## Given text
__________________________________________________

In 1899, although the four-cylinder 24 h.p. Daimler-Phoenix cars did well in the touring classes at Nice, they were outclassed in the racing and at the La Turbie hill-climb. For the 1900 Nice contests the new nose-heavy Cannstatt-Daimlers were fielded, a special, very short-chassis, model being entrusted to foreman Wilhelm Bauer for the hill-climb. Alas, he crashed at the first corner and died the next day from his injuries, his passenger, Hermann Braun, also being seriously injured, although not fatally. But at the Nice Week of 1901 the works-driver Wilhelm Werner was timed over a flying kilometre on one of the new 35 h.p. Mercedes at 53.4 m.p.h. For 1902 this model was developed into a 40 h.p. 6.5-litre racing car and on one of these Williarn K. Vanderbilt, Jrir., was timed at 69.0 m.p.h. in France. After studying the winning Circuit du Nord Panhard-Levassor, the Mercedes engineers improved this 40 h.p. model and four of these started in the Paris-Vienna race.

Count William Elliot Morris Zlx)rowski, a keen Polish horseman who had taken readily to the new sport of motoring and motor racing, finished second, at 37.9 m.p.h. for the 615-mile race and would have been the winner but for a technical transgression at a control-point. The fame of Mercedes was thus assumed, and from this racing model stemmed the famous 60 h.p. Mercedes.

The new car for 1903 followed the specification of the 40 h.p., except that the wheelbase was increased to just over nine feet. Two new Mercedes engines were developed at this time, that for the Sixty being of 140 x 150 mm. (9,236 cc) and a larger 90 h.p. one, for racing, having a bore and stroke of 170 x 140mm. (12,700 c.c.). The inlet valves were now placed in the cylinder heads and operated by push-rods and rockers from the single near-side camshaft which also actuated the side-by-side exhaust valves. The other, off-side, camshaft, was used for the low-tension magneto ignition contact-breakers, so the description of the engine as a T-head design, in the book “From Veteran to Vintage”, is incorrect. The inlet valves were of the annular-type, which Mercedes persisted with until 1908/9, although the believed gain in an improved gas-flow had to be off-set by difficult sealing and a tendency to distortion — but Mercedes, having always been first-class engineers, made it work satisfactorily. The 67 sq. ft. honeycomb radiator was used in conjunction with pump circulation.

__________________________________________________

## What you should do
Answer these questions from the text on early Mercedes racing cars:
1. Which foreman crashed at the first corner of the 1900 hill-climb?
2. At what speed was Wilhelm Werner timed over a flying kilometre at the Nice Week of 1901?
3. What were the bore and stroke of the engine for the Sixty?

## Recorded data
__________________________________________________

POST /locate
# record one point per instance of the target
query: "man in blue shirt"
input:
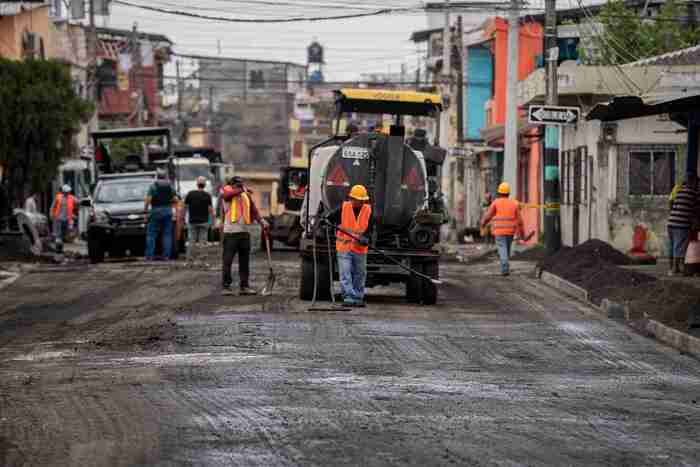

__________________________________________________

## In response
1. Wilhelm Bauer
2. 53.4 m.p.h.
3. 140 x 150 mm (9,236 cc)